● **Zadania do wykonania**
**1)** Wypisz wszystkie zdania pytające, które występują w tekście o dzierżawie konia.
**2)** Kontynuuj tekst o dzierżawie konia od miejsca, w którym się kończy.

● **Tekst do ćwiczenia**
Ogromna część problemów na linii właściciel-dzierżawca wynika na ogół z tego, że ze sobą nie rozmawiają.
Moona niestety wole pisać, bo wtedy mam dowód jak toczyła się rozmowa. A nie że  wynikną ustalenia przez telefon, których później ktoś się wyprze "ja tak wcale nie mówiłam"
devil, rozmowy można nagrać
Rozumiem, że te 1 000 skoków na treningu to przejaskrawienie? Może nie tylko zdrowie konia jest problemem, ale i podłoże nie nadaje się do skoków? Nie jest przypadkiem kopne?
Fajki na ścięgnach to objaw zerwania. Koń jest totalnie na obu przodach zerwany? Czy miał opoje z nadwyrężenia? Tak czy siak historia dziwi mnie o tyle, że sama w podobnej sytuacji poprosiłabym innych pensjonariuszy o "oko" na mojego konia... Co do kosztów - rzeczywiście bez umowy będzie Ci ciężko dojść do czegokolwiek, z umową też by łatwo nie było - bo trzeba by było dochodzić praw w sądzie przy takim podejściu dzierżawcy.
Z ciekawości: na czym polega leczenie konia?
To jest zawsze problem jak dzierzawca nie poczuwa sie do pomocy w leczeniu. Bo nie wiem naprawde czy da sie udowodnić że koń ma kontuzje z powodu złego użytkowania. Na padoku czy w boksie tez się kon moze nieźle uszkodzić.
_Gaga oczywiście że przejaskrawienie, jednak szczerze mówiąc nie duże, bo to było dosłownie skakanie w kółko, ciągle... Po tym jak się dowiedziałam właśnie od pensjonariuszy - zareagowałam. Na początku bez efektów niestety. Podłoże w tamtej stajni jest co najmniej... Średnie. Przenieśliśmy się do innej stajni. Tylko że ja ze swoim trenerem potrafiliśmy jeździć mądrze parkury i szeregi gimnastyczne do 130 i nic się nie działo, bo większe obciążenie było grane tylko gdy właściciel ośrodka zadbał o wyrównanie i akurat było płasko i się nie zakopywaliśmy. Umawialiśmy się jak było ok, albo jeździliśmy w zaprzyjaźnionej stajni (bo tam prowadził treningi) która jest dosłownie 3 minuty terenem. Koń zdrowy, żadnych problemów. Ale proste że o swojego się dba, a niektórzy ludzie mają taką mentalność jak ta dziewczyna - nie moje, więc w sumie póki skacze to jest ok.

[Dane wskazywania regionów]
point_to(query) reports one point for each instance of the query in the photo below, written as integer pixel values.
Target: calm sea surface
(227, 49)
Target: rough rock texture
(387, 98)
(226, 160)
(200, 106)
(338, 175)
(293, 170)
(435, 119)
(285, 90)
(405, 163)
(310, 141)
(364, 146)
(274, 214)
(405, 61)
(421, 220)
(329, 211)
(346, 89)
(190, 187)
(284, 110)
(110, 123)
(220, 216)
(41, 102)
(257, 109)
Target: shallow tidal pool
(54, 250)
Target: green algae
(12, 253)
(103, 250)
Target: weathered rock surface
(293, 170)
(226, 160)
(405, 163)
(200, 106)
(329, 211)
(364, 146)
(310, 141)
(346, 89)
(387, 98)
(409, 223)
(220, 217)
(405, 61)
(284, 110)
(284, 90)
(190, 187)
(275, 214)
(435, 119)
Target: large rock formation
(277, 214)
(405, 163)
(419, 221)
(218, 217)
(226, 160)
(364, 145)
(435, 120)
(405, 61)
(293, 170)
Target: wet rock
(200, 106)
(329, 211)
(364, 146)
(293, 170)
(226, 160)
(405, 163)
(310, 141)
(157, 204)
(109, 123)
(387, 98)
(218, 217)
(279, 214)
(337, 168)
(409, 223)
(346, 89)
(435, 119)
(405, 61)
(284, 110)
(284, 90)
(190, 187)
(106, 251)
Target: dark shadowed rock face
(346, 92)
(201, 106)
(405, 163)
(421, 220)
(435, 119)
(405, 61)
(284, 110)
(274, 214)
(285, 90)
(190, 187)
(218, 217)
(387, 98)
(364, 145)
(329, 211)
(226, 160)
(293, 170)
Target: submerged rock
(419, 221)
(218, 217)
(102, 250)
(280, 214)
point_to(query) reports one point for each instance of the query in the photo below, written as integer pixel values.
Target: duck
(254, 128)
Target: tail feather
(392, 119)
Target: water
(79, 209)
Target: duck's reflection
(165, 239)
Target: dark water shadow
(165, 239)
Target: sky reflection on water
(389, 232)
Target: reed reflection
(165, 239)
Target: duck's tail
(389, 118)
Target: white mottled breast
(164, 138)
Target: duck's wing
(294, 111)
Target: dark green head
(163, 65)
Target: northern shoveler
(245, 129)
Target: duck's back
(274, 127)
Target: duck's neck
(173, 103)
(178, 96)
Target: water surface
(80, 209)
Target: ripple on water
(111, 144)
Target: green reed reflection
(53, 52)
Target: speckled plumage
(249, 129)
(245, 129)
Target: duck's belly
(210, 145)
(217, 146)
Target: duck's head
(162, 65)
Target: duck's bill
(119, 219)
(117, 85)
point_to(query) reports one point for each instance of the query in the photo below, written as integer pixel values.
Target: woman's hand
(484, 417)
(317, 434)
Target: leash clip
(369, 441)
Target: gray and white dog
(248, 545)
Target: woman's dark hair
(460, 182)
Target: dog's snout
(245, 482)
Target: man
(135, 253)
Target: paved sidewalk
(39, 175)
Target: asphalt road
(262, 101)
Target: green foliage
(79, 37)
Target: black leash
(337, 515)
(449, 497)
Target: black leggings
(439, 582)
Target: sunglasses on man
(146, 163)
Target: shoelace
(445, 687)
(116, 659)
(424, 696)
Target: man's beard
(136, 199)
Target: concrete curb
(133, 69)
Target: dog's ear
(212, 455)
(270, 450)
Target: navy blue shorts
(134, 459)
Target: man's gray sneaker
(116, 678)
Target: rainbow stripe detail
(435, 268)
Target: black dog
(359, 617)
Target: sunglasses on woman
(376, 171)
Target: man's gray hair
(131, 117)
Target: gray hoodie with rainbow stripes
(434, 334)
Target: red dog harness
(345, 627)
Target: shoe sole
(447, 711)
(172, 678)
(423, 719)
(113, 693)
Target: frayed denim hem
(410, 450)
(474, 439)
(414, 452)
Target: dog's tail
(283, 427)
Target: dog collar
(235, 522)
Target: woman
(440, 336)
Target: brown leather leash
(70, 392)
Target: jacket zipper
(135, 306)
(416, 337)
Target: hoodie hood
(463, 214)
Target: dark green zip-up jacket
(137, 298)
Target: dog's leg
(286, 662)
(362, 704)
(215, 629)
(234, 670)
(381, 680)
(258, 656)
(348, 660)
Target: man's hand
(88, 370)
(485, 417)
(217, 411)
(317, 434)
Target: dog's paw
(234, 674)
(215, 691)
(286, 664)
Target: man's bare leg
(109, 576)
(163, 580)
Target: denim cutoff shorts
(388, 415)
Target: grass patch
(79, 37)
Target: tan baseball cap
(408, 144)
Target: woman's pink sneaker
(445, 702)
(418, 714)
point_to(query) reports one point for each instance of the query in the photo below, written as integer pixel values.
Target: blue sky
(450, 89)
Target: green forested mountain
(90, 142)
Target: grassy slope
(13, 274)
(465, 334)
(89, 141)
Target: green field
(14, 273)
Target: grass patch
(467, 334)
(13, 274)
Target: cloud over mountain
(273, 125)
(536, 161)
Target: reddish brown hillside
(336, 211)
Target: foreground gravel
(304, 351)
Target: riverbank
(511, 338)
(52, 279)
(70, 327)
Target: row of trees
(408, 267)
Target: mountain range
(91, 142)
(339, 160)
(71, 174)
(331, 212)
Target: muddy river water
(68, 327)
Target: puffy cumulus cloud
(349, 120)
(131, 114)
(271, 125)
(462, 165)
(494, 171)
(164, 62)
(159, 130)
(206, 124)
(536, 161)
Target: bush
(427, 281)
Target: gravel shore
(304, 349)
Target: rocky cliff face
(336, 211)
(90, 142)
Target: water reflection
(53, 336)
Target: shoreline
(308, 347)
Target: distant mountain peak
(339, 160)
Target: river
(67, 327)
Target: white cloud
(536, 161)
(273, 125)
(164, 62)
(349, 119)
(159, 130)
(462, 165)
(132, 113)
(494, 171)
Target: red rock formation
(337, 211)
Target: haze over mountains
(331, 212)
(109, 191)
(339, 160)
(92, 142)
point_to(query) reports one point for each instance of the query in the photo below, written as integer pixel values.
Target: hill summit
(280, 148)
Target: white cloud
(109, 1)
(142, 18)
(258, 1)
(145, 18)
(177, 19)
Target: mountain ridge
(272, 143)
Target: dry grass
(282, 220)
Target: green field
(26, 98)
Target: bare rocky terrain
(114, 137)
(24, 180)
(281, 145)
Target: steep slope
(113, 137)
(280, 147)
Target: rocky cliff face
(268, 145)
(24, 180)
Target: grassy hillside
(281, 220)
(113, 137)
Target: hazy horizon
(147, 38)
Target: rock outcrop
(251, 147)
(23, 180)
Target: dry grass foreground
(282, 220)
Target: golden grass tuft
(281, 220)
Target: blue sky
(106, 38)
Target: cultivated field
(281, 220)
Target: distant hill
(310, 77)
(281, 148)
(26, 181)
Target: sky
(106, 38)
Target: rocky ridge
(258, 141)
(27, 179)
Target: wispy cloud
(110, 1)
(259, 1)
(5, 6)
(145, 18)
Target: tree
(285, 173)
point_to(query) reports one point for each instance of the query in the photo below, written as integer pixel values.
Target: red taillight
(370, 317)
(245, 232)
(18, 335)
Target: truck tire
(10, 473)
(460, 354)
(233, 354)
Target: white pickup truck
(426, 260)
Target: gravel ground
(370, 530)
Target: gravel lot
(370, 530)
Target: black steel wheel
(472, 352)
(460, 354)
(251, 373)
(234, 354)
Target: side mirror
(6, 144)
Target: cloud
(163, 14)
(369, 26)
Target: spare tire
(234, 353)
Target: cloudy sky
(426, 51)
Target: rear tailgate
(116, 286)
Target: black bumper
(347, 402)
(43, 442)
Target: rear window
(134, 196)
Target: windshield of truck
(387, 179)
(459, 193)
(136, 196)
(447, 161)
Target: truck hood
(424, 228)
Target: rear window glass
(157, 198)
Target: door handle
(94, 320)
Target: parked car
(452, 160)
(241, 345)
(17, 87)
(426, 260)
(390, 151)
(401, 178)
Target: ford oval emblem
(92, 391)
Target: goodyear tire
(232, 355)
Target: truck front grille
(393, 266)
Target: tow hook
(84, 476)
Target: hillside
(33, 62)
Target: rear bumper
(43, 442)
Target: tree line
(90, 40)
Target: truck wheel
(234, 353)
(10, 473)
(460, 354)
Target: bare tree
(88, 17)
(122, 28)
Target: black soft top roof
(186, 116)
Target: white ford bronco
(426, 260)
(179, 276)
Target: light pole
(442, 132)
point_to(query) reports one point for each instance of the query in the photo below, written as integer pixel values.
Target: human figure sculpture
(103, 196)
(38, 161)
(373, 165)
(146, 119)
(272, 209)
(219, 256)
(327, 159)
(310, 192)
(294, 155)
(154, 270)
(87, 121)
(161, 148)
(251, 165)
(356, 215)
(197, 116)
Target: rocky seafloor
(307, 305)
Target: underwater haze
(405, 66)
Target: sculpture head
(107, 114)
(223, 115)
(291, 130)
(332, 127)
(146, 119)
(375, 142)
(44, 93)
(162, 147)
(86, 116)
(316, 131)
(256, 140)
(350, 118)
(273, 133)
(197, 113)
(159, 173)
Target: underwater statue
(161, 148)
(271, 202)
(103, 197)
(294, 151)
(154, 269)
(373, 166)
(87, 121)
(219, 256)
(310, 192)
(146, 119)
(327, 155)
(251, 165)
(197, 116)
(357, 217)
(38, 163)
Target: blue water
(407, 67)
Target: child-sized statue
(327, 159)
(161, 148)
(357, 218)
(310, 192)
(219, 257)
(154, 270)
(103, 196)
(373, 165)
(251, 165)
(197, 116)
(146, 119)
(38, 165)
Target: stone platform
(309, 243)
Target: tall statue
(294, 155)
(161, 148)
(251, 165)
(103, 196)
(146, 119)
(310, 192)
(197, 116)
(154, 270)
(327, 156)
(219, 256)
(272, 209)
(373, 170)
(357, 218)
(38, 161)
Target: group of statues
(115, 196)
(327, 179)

● **Zestaw odpowiedzi**
**1)**
1. Rozumiem, że te 1 000 skoków na treningu to przejaskrawienie?
2. Może nie tylko zdrowie konia jest problemem, ale i podłoże nie nadaje się do skoków?
3. Nie jest przypadkiem kopne?
4. Koń jest totalnie na obu przodach zerwany?
5. Czy miał opoje z nadwyrężenia?
6. Z ciekawości: na czym polega leczenie konia?

**2)**
Zerwany nie jest, ale wet powiedział że jeszcze trochę by się tak pojeździło i mogłoby dojść do zerwania. Nogi miał bardzo brzydkie, teraz już jest dużo lepiej. Było to duże przeciążenie, jakby przewlekłe zapalenie ścięgien, jeśli można to tak nazwać (chodzi mi o to, że przez jakiś czas był źle użytkowany, ścięgna się osłabiały, przeciążały, ale w "ostatnim momencie" udało się to zatrzymać).
Leczenie to za dużo powiedziane, bo niestety na jakąś nowoczesną medycynę weterynaryjną mnie w tej chwili nie stać. Przy kosztach pół na pół - owszem, ale to raczej już niemożliwe do spełnienia. Głównie chodzi o badania - jedno usg 200-250zł z dojazdem + kontrole weta w międzyczasie, do tego codzienne wcieranie, zawijanie i później zdejmowanie ocieplaczy, dodatki dopaszowe (które mimo wszystko kupiłam chyba dla własnej głowy, zwłaszcza że dziewczyny stąd same o tym mówiły, że średnio ma to sens, ale za to akurat nie chcę od niej pieniędzy).
xxagaxx niby tak, ale liczę na to że przy przedstawieniu opinii weta nie będzie się wypierać. Głupio mówić że koń spokojny w boksie i na padoku, więc nie mógł się tam uszkodzić, bo to jednak koń i każdy mi może powiedzieć że jednak wszystko jest możliwe i nie mam dowodów. No ale jednak jestem pewna że to przez sposób jazdy.

Po prostu nie potrafię sobie wybaczyć, że jednak nie powiedziałam bardziej stanowczo ALBO przestajesz skakać, ALBO do widzenia. I gdyby nie to że nazbierało się trochę wydatków w jednym momencie, to już bym nie chciała mieć z tą laską do czynienia. Ale stwierdziłam że jednak nie odpuszczę, bo w wieku tych 22 lat warto już brać odpowiedzialność za swoje czyny... A mi się przyda chociaż małe odciążenie.